[Begin Extracted entries]
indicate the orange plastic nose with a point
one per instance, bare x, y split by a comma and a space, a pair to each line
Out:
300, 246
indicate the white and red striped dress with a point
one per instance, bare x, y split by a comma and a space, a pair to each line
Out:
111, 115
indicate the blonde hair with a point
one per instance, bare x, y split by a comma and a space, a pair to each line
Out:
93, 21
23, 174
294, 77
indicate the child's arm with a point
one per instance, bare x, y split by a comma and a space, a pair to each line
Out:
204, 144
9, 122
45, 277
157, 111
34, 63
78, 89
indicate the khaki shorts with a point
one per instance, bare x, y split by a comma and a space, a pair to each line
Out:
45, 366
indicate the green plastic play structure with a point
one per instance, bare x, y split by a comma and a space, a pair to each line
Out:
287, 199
[End Extracted entries]
[Begin Extracted entries]
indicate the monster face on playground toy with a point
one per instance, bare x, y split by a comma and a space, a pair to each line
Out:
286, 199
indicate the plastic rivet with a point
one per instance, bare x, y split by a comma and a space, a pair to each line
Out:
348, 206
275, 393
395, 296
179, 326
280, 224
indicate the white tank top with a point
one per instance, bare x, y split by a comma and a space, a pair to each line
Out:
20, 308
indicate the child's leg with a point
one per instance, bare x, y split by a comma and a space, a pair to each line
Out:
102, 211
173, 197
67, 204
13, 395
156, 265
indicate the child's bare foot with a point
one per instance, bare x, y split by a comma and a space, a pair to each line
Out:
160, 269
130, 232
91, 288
[End Extracted entries]
[Begin Extracted entries]
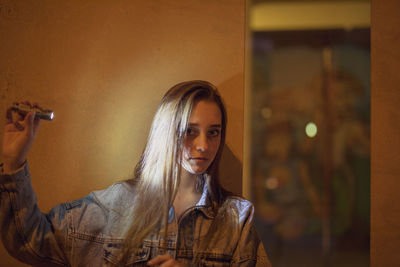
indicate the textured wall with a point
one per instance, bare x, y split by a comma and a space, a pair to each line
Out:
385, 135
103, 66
[End Extracted entries]
**Exercise brief**
Pick out every line in the records above that contains the string "child" and copy each one. Matching is case-sensitive.

**Output for this task**
indicate the child's arm with a point
indicate the child's leg with a point
indicate the child's bare foot with a point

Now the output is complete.